_Text section_:
______________________________
As Europe’s most powerful state approaches its general elections, the German chancellor may well be pondering her legacy. And in many ways Angela Merkel has achieved the ultimate accolade.
Her policies have certainly had a global impact and their effects will no doubt live on in the next generation – just perhaps not quite in the way she might have intended.
For, in towns and cities across the eurozone, a staggering number of youth are joining the jobless line.
Europe has always had a history of high unemployment – even during the good times. Yet the latest set of statistics makes for grim reading.
In March almost a quarter of the bloc’s under-25-year-olds were without work. That’s twice the overall rate for the region and a figure so worrying it prompted the International Labour Organization to warn of deep scarring to the area’s social fabric.
“It’s not just a quantitative issue,’’ says Moazam Mahmood, the ILO’s director of economics and labor markets. “It’s a qualitative one as well. If people can’t find a job at the start, they will take longer to find one and their wages will be lower.”
Thus the irony is: Despite trying to teach her southern neighbors the benefits of hard work through fiscal discipline, Merkel has actually robbed its youth of their first taste of the rewards a job can bring.
Addressing both ends of the age spectrum at the annual symposium of Switzerland’s prestigious St. Gallen University, Larry Fink, chairman and CEO of asset manager Blackrock, summed up Europe’s labor issues in a nutshell.
“The problem is we’ve had so many cuts, so quick, in the public sector without a thought of how the private sector can create jobs for these people,’’ he remarked.
______________________________
_Set exercise a_:
Find every line in the rows below that contains the string "blonde", matching case exactly, and copy each of those lines in full.

Rows excerpted from a collection:
______________________________
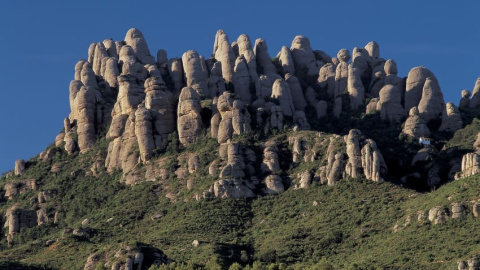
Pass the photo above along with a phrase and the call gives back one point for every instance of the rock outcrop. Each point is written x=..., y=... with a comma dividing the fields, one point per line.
x=431, y=104
x=415, y=83
x=390, y=104
x=470, y=165
x=189, y=123
x=415, y=126
x=223, y=53
x=281, y=91
x=451, y=119
x=19, y=167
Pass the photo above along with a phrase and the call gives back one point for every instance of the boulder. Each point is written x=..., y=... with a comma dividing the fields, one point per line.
x=223, y=53
x=19, y=166
x=270, y=162
x=281, y=91
x=431, y=104
x=415, y=83
x=216, y=83
x=355, y=86
x=326, y=78
x=373, y=49
x=354, y=152
x=415, y=126
x=451, y=119
x=302, y=55
x=465, y=100
x=111, y=72
x=144, y=132
x=245, y=49
x=390, y=104
x=300, y=120
x=175, y=70
x=232, y=188
x=241, y=80
x=159, y=101
x=343, y=56
x=390, y=67
x=286, y=60
x=470, y=165
x=341, y=83
x=298, y=98
x=336, y=170
x=274, y=184
x=372, y=162
x=189, y=123
x=475, y=101
x=372, y=106
x=195, y=73
x=264, y=61
x=134, y=38
x=321, y=109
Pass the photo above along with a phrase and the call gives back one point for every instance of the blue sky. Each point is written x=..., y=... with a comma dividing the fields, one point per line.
x=42, y=41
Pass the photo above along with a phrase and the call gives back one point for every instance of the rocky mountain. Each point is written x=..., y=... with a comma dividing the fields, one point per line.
x=156, y=150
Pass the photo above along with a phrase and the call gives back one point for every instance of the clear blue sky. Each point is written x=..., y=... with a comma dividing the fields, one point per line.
x=42, y=41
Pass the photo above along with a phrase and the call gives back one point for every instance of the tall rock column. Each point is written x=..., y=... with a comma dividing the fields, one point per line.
x=415, y=80
x=341, y=80
x=223, y=52
x=431, y=104
x=195, y=74
x=189, y=123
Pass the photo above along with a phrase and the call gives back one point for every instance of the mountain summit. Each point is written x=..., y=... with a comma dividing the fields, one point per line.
x=210, y=162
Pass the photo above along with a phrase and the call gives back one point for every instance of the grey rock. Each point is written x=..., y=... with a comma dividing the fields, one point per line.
x=281, y=91
x=224, y=54
x=451, y=119
x=19, y=166
x=264, y=61
x=431, y=104
x=134, y=38
x=189, y=123
x=415, y=83
x=286, y=61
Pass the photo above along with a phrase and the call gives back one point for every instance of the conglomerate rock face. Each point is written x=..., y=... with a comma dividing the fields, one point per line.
x=143, y=103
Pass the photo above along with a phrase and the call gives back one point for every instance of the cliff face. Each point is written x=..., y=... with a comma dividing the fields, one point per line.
x=242, y=125
x=137, y=102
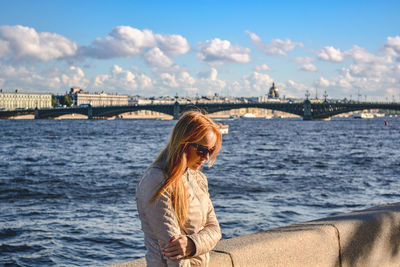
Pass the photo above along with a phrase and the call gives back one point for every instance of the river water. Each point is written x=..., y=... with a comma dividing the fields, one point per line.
x=67, y=187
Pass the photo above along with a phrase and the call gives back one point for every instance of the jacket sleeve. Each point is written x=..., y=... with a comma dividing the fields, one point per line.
x=206, y=239
x=161, y=219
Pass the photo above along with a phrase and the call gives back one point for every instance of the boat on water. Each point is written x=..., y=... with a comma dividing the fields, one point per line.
x=363, y=116
x=224, y=128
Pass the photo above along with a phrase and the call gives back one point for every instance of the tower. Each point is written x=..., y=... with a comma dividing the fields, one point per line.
x=273, y=92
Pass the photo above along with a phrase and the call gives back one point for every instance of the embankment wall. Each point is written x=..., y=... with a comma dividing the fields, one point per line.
x=364, y=238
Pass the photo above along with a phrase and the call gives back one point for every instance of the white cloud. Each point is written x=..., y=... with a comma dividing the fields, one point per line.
x=74, y=77
x=121, y=80
x=20, y=43
x=210, y=74
x=173, y=44
x=294, y=89
x=218, y=52
x=322, y=82
x=276, y=47
x=126, y=42
x=155, y=57
x=392, y=46
x=329, y=53
x=257, y=83
x=123, y=41
x=263, y=67
x=361, y=55
x=306, y=64
x=168, y=80
x=4, y=48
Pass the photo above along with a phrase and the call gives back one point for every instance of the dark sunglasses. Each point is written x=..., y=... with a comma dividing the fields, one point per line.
x=202, y=151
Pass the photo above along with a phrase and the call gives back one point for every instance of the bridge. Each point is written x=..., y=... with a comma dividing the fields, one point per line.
x=306, y=109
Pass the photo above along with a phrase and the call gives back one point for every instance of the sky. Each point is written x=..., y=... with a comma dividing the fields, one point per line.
x=344, y=49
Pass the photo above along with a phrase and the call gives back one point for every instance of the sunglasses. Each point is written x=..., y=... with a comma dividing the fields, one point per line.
x=202, y=151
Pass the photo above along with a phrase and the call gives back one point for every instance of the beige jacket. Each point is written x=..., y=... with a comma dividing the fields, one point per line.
x=159, y=222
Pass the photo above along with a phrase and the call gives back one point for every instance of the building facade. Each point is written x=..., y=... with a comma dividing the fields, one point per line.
x=16, y=100
x=80, y=97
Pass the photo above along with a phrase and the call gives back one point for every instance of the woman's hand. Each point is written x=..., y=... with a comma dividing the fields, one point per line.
x=179, y=247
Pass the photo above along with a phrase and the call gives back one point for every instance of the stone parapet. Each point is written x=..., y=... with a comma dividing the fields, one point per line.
x=364, y=238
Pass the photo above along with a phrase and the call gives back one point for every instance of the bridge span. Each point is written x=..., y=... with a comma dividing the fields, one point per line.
x=306, y=109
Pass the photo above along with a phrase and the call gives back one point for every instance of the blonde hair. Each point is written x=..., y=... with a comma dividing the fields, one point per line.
x=192, y=127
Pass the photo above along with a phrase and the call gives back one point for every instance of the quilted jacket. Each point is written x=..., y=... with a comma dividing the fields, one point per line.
x=159, y=221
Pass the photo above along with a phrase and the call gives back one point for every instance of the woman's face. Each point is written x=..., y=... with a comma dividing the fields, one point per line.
x=200, y=152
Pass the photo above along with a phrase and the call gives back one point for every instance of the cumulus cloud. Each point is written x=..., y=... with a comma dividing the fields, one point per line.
x=329, y=53
x=123, y=41
x=210, y=74
x=263, y=67
x=276, y=47
x=155, y=57
x=367, y=64
x=322, y=82
x=257, y=83
x=295, y=89
x=306, y=64
x=173, y=44
x=218, y=52
x=392, y=46
x=124, y=80
x=20, y=43
x=126, y=42
x=74, y=77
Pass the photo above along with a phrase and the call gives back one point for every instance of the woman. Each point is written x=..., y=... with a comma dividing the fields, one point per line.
x=177, y=216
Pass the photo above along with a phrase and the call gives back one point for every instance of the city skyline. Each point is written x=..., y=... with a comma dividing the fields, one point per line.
x=236, y=48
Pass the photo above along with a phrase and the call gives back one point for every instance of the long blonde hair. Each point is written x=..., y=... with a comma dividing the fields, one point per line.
x=192, y=127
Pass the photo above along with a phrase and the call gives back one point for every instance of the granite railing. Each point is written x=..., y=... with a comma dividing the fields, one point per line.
x=364, y=238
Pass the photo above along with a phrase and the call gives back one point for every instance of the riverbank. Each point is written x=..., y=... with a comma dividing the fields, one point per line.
x=365, y=238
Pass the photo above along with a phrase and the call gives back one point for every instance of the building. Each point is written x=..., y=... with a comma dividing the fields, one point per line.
x=273, y=92
x=80, y=97
x=16, y=100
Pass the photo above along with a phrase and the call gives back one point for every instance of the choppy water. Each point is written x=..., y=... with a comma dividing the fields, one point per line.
x=67, y=186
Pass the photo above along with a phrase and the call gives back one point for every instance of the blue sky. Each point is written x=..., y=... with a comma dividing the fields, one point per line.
x=202, y=47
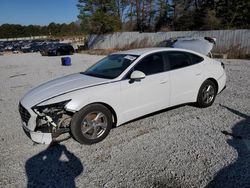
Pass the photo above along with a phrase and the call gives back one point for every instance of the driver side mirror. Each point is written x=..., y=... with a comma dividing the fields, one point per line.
x=137, y=76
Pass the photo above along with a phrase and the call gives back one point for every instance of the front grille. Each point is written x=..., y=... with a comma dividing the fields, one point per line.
x=25, y=115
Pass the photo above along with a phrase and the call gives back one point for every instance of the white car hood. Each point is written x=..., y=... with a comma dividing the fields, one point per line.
x=59, y=86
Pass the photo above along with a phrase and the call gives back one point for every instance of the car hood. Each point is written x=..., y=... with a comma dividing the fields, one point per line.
x=59, y=86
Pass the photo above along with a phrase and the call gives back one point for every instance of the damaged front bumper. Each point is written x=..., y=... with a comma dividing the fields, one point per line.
x=43, y=128
x=38, y=137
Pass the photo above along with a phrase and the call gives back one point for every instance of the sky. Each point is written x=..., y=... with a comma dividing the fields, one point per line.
x=37, y=12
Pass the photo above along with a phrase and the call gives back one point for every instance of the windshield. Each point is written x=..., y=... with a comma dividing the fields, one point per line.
x=111, y=66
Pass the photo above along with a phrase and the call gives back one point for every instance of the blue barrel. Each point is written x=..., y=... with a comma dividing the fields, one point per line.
x=66, y=61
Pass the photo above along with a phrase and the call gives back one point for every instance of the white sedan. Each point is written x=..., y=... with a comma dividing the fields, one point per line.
x=119, y=88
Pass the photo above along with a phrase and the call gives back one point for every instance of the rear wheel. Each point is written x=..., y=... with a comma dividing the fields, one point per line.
x=207, y=94
x=91, y=124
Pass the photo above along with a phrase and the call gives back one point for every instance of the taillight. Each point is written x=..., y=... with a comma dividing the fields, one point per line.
x=223, y=65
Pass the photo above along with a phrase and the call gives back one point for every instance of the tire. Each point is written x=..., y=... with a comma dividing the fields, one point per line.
x=91, y=124
x=207, y=94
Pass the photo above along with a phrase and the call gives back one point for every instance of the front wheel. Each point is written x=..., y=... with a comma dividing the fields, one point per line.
x=207, y=94
x=91, y=124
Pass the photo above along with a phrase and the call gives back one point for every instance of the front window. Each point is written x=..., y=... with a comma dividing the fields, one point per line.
x=111, y=66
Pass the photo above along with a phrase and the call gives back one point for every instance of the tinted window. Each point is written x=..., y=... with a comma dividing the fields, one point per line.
x=195, y=58
x=151, y=64
x=111, y=66
x=178, y=60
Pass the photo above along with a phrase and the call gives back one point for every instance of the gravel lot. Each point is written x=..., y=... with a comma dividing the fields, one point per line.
x=179, y=147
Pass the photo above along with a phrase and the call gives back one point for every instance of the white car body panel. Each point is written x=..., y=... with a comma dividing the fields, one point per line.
x=127, y=100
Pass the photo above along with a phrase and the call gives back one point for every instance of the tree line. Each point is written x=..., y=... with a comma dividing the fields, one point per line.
x=53, y=30
x=104, y=16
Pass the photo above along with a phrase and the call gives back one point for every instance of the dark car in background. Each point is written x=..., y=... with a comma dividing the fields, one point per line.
x=57, y=50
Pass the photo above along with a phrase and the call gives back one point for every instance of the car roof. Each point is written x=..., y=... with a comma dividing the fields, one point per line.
x=142, y=51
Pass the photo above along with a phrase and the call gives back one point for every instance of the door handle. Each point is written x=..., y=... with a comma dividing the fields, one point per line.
x=163, y=82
______________________________
_Set exercise b_:
Continue the article on youth unemployment in the eurozone, picking up right after its final sentence.

_Expected output a_:
Pass the photo above along with a phrase and the call gives back one point for every instance of the blonde hair. Each point is written x=..., y=... with a comma dividing the fields, one point per line.
Pass the photo above along with a phrase and the call gives back one point for every instance of the long blonde hair. Each point is written x=..., y=... with a comma dividing the fields, one point per line.

_Expected output b_:
For business leaders like Fink, governments the world over have missed a trick by failing to create tax and other incentives for companies to hire the people during the downturn.
The ILO also recommends that, while jobs are scarce, both governments and industries invest in training and apprenticeships; thus helping to break the cycle of discouragement and depression among those young people unable to find meaningful employment.
“It takes two hands to clap,” says Mahmood. “We need education, youth and employment guarantee schemes backed by governments.”
Of course such plans require cash, which no longer flows freely in Europe’s periphery these days.
In Greece, where youth unemployment has breached an appalling 60 percent, the specter of both civil unrest and a devastating brain drain remains a constant threat.
One Greek-born tycoon, who made his fortune after emigrating in the 1960s, told me how he spent two days marooned in Athens’ top Grande Bretagne Hotel during last summer’s riots, missing meetings and fearing for his safety.
“It was as if it wasn’t the same country,” he said.
“It’s hard to say it but the best thing I could have done was to leave when I was young and that was already many years ago,” he sighs.
For Konstantinos Michalos, president of the city’s chambers of commerce, even once the unemployment rate starts to abate, enticing those who left back to their country of origin won’t be easy.
“There has always been an outflow towards northern Europe over the last 30-40 years, but now both skilled and unskilled workers are starting to leave,” he says. “And once they go, it’s difficult to get them back over a short period of time.”
Greece is not alone in dealing with what the IMF chief has branded “a lost generation”; almost two-thirds of Spain’s young workforce is standing idle as well.
And yet these countries highlight another other unfortunate coincidence. When Michalos is asked where Greece’s young workers are headed his reply is quick.
“To Germany,” he says.
And at once both Europe’s vicious cycle and Merkel’s lasting legacy become clear.
Nina dos Santos is a CNN presenter.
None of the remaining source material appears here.